Job:
List each line of the listing below that contains the word "human".

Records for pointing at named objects
┌────────

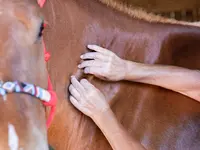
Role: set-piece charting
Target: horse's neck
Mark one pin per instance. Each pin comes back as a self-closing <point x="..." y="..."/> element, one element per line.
<point x="90" y="22"/>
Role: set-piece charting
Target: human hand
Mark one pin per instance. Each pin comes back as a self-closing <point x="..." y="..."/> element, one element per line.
<point x="103" y="64"/>
<point x="86" y="98"/>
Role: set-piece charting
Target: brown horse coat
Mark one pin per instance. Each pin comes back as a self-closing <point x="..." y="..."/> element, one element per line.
<point x="158" y="118"/>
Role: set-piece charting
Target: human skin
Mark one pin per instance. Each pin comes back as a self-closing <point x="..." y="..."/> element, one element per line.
<point x="108" y="66"/>
<point x="89" y="100"/>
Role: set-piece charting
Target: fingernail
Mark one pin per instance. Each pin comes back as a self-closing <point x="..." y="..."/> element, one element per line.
<point x="90" y="46"/>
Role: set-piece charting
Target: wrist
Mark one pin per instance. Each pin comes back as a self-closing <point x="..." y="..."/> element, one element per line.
<point x="131" y="70"/>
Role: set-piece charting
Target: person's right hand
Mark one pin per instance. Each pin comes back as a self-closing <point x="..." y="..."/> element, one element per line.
<point x="103" y="64"/>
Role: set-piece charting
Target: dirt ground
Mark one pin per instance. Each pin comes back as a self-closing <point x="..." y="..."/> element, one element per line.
<point x="188" y="10"/>
<point x="164" y="5"/>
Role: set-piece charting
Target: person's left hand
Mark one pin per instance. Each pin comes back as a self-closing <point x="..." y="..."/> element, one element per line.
<point x="86" y="98"/>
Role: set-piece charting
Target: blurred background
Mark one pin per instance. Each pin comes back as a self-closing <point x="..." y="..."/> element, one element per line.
<point x="186" y="10"/>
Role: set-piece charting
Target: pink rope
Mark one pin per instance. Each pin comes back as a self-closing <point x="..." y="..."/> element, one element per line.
<point x="53" y="101"/>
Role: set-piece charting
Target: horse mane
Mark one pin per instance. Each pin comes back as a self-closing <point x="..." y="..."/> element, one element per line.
<point x="141" y="14"/>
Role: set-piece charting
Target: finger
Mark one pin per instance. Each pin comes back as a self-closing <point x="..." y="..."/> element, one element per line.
<point x="74" y="92"/>
<point x="92" y="55"/>
<point x="98" y="49"/>
<point x="75" y="102"/>
<point x="87" y="85"/>
<point x="90" y="63"/>
<point x="93" y="70"/>
<point x="77" y="85"/>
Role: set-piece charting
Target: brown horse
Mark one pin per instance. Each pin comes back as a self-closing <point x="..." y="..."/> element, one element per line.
<point x="158" y="118"/>
<point x="22" y="116"/>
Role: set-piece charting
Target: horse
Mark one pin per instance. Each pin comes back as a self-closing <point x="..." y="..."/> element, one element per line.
<point x="23" y="77"/>
<point x="156" y="117"/>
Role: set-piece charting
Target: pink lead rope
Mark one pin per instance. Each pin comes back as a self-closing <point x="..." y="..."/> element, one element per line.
<point x="53" y="100"/>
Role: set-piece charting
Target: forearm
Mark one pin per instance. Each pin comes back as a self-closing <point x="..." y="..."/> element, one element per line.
<point x="178" y="79"/>
<point x="115" y="133"/>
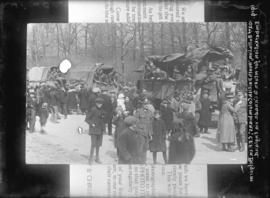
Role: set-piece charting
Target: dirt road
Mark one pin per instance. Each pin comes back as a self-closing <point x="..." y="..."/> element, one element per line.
<point x="63" y="145"/>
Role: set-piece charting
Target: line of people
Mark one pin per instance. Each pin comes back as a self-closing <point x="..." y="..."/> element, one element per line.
<point x="140" y="127"/>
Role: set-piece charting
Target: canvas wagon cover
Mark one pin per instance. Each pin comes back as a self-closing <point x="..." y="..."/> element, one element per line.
<point x="162" y="89"/>
<point x="38" y="74"/>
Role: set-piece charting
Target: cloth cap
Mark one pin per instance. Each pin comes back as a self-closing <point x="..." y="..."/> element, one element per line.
<point x="131" y="120"/>
<point x="99" y="100"/>
<point x="121" y="95"/>
<point x="96" y="90"/>
<point x="229" y="95"/>
<point x="185" y="106"/>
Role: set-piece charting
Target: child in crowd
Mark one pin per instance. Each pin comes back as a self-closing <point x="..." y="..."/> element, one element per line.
<point x="158" y="141"/>
<point x="44" y="114"/>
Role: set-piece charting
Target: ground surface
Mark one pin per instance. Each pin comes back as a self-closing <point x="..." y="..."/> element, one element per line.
<point x="63" y="145"/>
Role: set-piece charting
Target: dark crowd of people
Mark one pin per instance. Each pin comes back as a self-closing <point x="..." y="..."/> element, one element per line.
<point x="141" y="122"/>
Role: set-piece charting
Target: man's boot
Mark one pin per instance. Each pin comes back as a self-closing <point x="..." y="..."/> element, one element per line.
<point x="91" y="158"/>
<point x="97" y="156"/>
<point x="242" y="143"/>
<point x="238" y="141"/>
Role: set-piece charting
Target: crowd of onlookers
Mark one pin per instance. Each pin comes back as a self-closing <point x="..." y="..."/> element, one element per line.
<point x="141" y="122"/>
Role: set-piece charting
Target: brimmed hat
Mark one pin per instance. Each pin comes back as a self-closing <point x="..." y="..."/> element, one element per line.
<point x="130" y="120"/>
<point x="99" y="100"/>
<point x="185" y="106"/>
<point x="205" y="91"/>
<point x="229" y="95"/>
<point x="165" y="101"/>
<point x="96" y="90"/>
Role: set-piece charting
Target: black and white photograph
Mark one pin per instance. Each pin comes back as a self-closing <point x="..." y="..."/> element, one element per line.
<point x="136" y="93"/>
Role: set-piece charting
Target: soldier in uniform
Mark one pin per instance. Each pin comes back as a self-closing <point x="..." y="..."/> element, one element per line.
<point x="96" y="118"/>
<point x="130" y="143"/>
<point x="159" y="74"/>
<point x="241" y="121"/>
<point x="31" y="109"/>
<point x="145" y="118"/>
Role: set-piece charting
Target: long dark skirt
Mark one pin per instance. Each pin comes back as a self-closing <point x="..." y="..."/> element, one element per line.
<point x="181" y="152"/>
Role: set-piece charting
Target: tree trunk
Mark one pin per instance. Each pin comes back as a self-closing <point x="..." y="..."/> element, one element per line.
<point x="114" y="39"/>
<point x="122" y="49"/>
<point x="227" y="35"/>
<point x="85" y="39"/>
<point x="57" y="38"/>
<point x="172" y="37"/>
<point x="162" y="38"/>
<point x="76" y="38"/>
<point x="153" y="50"/>
<point x="184" y="40"/>
<point x="208" y="41"/>
<point x="142" y="39"/>
<point x="135" y="42"/>
<point x="195" y="32"/>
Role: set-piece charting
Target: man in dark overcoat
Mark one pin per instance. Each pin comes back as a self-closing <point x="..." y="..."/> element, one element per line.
<point x="130" y="143"/>
<point x="96" y="118"/>
<point x="83" y="96"/>
<point x="167" y="114"/>
<point x="241" y="121"/>
<point x="205" y="112"/>
<point x="145" y="119"/>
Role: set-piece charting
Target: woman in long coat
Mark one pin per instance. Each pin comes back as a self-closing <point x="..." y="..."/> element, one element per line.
<point x="145" y="119"/>
<point x="205" y="113"/>
<point x="158" y="141"/>
<point x="182" y="146"/>
<point x="226" y="124"/>
<point x="118" y="121"/>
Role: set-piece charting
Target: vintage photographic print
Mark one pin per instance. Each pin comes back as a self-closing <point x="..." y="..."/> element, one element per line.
<point x="136" y="93"/>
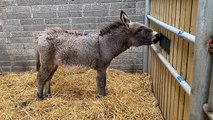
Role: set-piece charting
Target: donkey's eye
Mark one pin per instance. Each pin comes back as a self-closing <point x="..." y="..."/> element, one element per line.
<point x="139" y="30"/>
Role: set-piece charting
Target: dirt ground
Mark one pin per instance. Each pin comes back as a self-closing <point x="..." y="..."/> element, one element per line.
<point x="129" y="97"/>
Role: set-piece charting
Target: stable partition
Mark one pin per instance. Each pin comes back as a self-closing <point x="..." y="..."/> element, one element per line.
<point x="181" y="14"/>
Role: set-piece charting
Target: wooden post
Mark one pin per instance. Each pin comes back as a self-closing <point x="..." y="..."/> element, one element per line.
<point x="202" y="61"/>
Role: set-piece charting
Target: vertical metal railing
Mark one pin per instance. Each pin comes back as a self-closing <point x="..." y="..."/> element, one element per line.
<point x="202" y="61"/>
<point x="145" y="48"/>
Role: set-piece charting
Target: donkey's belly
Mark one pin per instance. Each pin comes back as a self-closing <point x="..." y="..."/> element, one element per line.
<point x="76" y="60"/>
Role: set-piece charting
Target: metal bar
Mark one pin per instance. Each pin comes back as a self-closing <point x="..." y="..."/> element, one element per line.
<point x="183" y="34"/>
<point x="202" y="61"/>
<point x="145" y="48"/>
<point x="175" y="74"/>
<point x="206" y="110"/>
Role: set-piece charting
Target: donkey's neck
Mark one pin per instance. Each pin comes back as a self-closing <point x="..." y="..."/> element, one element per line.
<point x="113" y="43"/>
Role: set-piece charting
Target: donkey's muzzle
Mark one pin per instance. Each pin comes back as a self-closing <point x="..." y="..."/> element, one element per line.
<point x="157" y="37"/>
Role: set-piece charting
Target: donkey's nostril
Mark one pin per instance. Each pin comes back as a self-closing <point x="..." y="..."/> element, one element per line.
<point x="154" y="33"/>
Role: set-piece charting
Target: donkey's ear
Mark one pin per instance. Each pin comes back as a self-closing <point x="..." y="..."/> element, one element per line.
<point x="124" y="18"/>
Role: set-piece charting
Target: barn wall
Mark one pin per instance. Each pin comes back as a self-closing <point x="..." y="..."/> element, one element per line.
<point x="21" y="19"/>
<point x="173" y="101"/>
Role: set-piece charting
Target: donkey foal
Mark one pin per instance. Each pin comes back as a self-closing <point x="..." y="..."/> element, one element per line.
<point x="56" y="46"/>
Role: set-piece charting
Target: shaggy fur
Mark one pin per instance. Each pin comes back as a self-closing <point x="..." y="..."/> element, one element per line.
<point x="56" y="46"/>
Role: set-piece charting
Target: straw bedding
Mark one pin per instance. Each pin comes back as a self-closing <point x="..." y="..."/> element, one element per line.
<point x="74" y="97"/>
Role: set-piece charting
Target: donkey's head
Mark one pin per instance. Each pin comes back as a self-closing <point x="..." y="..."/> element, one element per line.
<point x="139" y="34"/>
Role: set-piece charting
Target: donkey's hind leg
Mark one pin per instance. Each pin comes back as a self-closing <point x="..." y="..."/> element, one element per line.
<point x="47" y="84"/>
<point x="43" y="75"/>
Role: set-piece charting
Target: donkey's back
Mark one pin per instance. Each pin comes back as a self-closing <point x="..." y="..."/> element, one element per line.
<point x="61" y="47"/>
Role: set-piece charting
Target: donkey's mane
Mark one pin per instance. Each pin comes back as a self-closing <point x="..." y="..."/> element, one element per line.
<point x="60" y="30"/>
<point x="111" y="26"/>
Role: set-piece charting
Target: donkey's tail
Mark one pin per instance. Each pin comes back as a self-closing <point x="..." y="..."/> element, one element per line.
<point x="37" y="60"/>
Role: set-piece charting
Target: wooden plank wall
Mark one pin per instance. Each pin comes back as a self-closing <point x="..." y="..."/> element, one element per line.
<point x="172" y="100"/>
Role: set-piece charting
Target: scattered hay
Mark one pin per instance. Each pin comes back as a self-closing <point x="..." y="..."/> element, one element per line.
<point x="74" y="97"/>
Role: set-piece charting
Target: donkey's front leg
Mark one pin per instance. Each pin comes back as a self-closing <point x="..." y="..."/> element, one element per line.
<point x="101" y="82"/>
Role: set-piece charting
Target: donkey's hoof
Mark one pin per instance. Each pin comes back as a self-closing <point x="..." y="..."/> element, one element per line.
<point x="48" y="95"/>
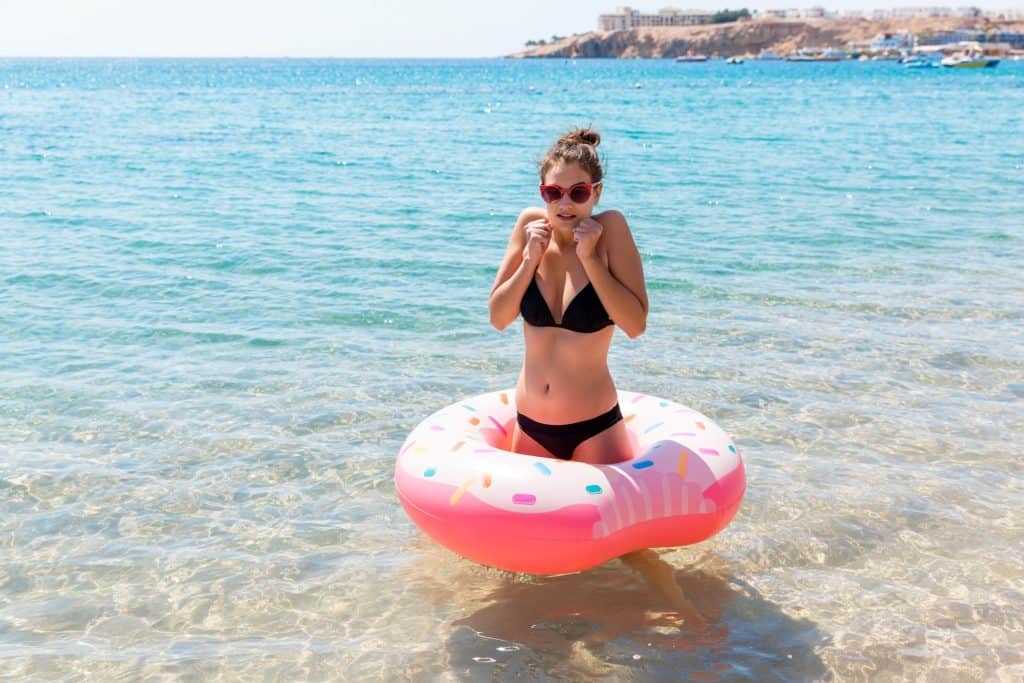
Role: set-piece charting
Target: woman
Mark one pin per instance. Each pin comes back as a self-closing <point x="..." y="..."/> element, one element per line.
<point x="573" y="275"/>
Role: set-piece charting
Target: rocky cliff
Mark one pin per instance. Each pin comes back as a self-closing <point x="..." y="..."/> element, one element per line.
<point x="748" y="37"/>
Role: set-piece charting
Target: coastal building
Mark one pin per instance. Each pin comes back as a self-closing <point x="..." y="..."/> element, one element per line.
<point x="893" y="41"/>
<point x="956" y="36"/>
<point x="628" y="17"/>
<point x="1012" y="38"/>
<point x="909" y="12"/>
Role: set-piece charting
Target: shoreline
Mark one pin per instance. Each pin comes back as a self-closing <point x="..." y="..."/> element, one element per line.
<point x="749" y="38"/>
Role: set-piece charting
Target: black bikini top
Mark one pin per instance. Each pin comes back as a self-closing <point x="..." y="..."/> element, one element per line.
<point x="585" y="312"/>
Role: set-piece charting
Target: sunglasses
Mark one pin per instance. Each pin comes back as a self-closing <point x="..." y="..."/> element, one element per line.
<point x="579" y="193"/>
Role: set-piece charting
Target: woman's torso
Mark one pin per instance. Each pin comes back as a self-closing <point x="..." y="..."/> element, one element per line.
<point x="565" y="374"/>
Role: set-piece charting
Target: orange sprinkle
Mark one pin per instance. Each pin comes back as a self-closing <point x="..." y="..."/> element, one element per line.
<point x="462" y="489"/>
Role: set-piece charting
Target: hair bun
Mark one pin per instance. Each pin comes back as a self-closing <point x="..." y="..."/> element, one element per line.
<point x="582" y="136"/>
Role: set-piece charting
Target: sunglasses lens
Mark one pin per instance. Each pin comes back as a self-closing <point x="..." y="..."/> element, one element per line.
<point x="580" y="194"/>
<point x="550" y="194"/>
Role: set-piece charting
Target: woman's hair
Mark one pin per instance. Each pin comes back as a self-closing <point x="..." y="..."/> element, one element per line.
<point x="577" y="146"/>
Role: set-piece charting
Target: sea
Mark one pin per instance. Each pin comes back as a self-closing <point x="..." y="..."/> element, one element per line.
<point x="229" y="289"/>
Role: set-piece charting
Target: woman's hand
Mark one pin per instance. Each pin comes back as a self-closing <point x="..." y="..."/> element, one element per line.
<point x="538" y="237"/>
<point x="587" y="232"/>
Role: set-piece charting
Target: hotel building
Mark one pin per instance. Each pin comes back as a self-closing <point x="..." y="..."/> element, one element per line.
<point x="627" y="17"/>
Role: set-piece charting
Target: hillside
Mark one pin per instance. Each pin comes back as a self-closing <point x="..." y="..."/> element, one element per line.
<point x="748" y="37"/>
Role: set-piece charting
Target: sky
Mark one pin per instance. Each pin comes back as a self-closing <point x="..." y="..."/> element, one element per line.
<point x="330" y="28"/>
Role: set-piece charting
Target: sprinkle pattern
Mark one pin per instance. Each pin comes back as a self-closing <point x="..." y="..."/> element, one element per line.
<point x="682" y="454"/>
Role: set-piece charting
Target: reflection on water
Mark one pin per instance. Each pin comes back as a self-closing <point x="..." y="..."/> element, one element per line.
<point x="639" y="617"/>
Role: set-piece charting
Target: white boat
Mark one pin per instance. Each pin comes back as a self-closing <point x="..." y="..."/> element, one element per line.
<point x="920" y="61"/>
<point x="970" y="60"/>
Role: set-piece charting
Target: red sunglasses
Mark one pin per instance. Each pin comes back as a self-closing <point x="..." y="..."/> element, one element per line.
<point x="579" y="193"/>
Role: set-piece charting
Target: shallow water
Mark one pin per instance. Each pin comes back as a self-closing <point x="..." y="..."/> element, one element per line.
<point x="230" y="288"/>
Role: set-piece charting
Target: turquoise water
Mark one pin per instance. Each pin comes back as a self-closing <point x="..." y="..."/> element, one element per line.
<point x="229" y="288"/>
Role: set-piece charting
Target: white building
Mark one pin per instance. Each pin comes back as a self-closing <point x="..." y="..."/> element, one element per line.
<point x="627" y="17"/>
<point x="905" y="12"/>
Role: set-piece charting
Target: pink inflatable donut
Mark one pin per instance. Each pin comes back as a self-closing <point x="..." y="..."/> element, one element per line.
<point x="464" y="488"/>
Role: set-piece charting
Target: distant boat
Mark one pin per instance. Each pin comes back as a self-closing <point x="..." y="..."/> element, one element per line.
<point x="816" y="55"/>
<point x="970" y="60"/>
<point x="920" y="61"/>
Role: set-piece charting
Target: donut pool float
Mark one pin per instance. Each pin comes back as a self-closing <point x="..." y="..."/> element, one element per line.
<point x="462" y="486"/>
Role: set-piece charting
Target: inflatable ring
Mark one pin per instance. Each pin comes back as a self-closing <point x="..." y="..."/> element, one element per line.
<point x="464" y="488"/>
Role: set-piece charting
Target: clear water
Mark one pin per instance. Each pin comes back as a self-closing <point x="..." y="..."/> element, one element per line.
<point x="229" y="288"/>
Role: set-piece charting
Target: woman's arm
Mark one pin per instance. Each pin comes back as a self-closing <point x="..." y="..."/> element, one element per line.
<point x="515" y="271"/>
<point x="620" y="284"/>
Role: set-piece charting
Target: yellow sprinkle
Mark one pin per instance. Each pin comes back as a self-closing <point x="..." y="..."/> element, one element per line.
<point x="462" y="489"/>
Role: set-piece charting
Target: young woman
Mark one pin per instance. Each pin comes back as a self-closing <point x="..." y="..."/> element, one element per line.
<point x="573" y="276"/>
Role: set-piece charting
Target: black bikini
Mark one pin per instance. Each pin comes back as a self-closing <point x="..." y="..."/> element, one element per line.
<point x="585" y="313"/>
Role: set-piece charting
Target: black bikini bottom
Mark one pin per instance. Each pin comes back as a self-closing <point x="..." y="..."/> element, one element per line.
<point x="561" y="440"/>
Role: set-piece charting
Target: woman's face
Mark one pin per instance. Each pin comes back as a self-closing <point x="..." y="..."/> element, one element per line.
<point x="565" y="213"/>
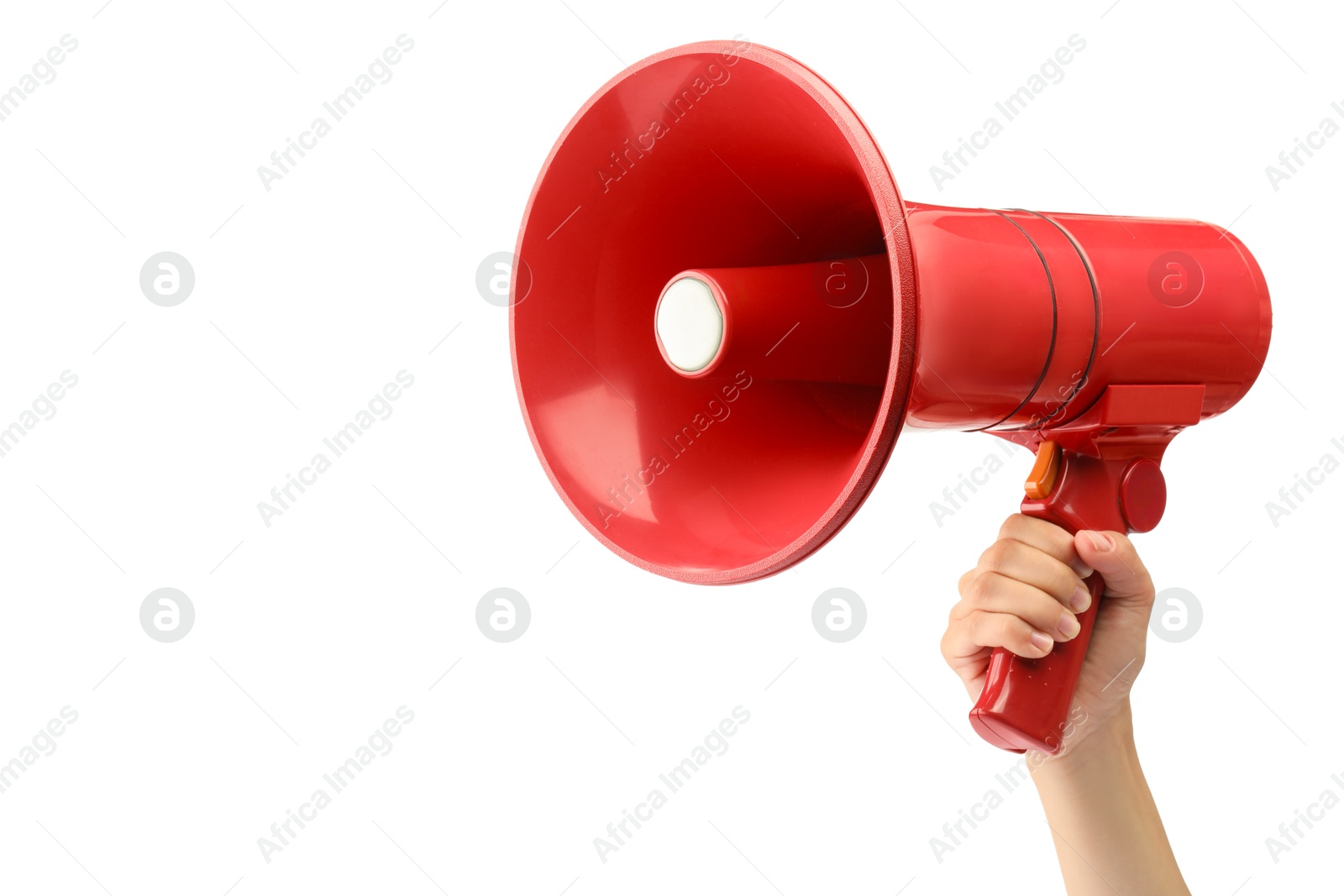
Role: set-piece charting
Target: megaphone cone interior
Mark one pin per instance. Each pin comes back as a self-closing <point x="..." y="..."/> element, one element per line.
<point x="716" y="315"/>
<point x="703" y="160"/>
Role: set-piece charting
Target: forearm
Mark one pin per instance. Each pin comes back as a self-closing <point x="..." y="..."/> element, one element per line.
<point x="1108" y="833"/>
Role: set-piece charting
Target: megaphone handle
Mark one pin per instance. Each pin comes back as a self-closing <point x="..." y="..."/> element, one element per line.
<point x="1025" y="703"/>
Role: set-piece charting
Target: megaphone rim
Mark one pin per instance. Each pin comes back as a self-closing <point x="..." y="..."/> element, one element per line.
<point x="891" y="215"/>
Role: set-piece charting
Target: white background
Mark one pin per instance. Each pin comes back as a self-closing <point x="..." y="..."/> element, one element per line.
<point x="355" y="265"/>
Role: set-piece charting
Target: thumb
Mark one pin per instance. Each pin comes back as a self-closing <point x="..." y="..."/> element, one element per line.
<point x="1115" y="558"/>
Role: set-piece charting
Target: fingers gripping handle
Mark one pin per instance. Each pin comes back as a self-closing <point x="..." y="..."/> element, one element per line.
<point x="1025" y="703"/>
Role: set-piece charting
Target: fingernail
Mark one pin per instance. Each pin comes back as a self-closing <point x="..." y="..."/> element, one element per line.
<point x="1068" y="625"/>
<point x="1100" y="540"/>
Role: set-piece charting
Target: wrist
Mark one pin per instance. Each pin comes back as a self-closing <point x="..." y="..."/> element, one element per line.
<point x="1099" y="745"/>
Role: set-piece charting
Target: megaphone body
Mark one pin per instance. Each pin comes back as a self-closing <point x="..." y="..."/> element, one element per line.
<point x="723" y="313"/>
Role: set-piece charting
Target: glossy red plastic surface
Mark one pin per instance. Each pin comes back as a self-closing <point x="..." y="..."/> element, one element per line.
<point x="716" y="157"/>
<point x="1102" y="335"/>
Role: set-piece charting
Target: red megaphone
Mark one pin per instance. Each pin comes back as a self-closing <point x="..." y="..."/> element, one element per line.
<point x="723" y="313"/>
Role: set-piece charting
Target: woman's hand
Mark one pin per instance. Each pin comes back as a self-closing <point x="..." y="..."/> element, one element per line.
<point x="1025" y="595"/>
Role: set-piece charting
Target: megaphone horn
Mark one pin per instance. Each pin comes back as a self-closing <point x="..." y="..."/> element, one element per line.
<point x="725" y="313"/>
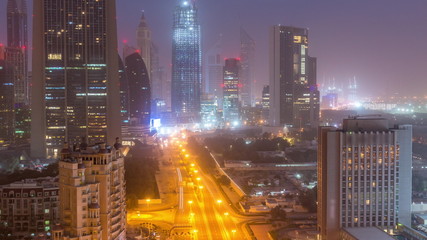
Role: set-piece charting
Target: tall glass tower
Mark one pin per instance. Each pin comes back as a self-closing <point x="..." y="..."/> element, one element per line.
<point x="75" y="89"/>
<point x="186" y="60"/>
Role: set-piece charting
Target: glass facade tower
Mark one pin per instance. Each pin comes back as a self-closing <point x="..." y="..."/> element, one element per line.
<point x="75" y="70"/>
<point x="186" y="60"/>
<point x="231" y="91"/>
<point x="293" y="89"/>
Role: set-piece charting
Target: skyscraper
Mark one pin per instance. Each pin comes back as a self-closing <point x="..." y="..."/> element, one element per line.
<point x="232" y="85"/>
<point x="364" y="176"/>
<point x="213" y="71"/>
<point x="293" y="89"/>
<point x="16" y="56"/>
<point x="143" y="41"/>
<point x="92" y="193"/>
<point x="139" y="89"/>
<point x="186" y="60"/>
<point x="75" y="74"/>
<point x="247" y="56"/>
<point x="124" y="93"/>
<point x="7" y="115"/>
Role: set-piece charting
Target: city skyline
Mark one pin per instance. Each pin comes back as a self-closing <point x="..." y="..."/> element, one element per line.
<point x="342" y="27"/>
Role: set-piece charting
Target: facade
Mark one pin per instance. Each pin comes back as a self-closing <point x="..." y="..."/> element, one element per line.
<point x="75" y="87"/>
<point x="231" y="91"/>
<point x="247" y="56"/>
<point x="124" y="93"/>
<point x="16" y="56"/>
<point x="139" y="90"/>
<point x="186" y="60"/>
<point x="143" y="41"/>
<point x="209" y="112"/>
<point x="213" y="71"/>
<point x="265" y="103"/>
<point x="294" y="93"/>
<point x="364" y="176"/>
<point x="92" y="193"/>
<point x="30" y="207"/>
<point x="7" y="115"/>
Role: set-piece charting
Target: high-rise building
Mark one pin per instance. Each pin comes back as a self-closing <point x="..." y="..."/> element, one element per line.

└────────

The response:
Target: human hand
Target: human skin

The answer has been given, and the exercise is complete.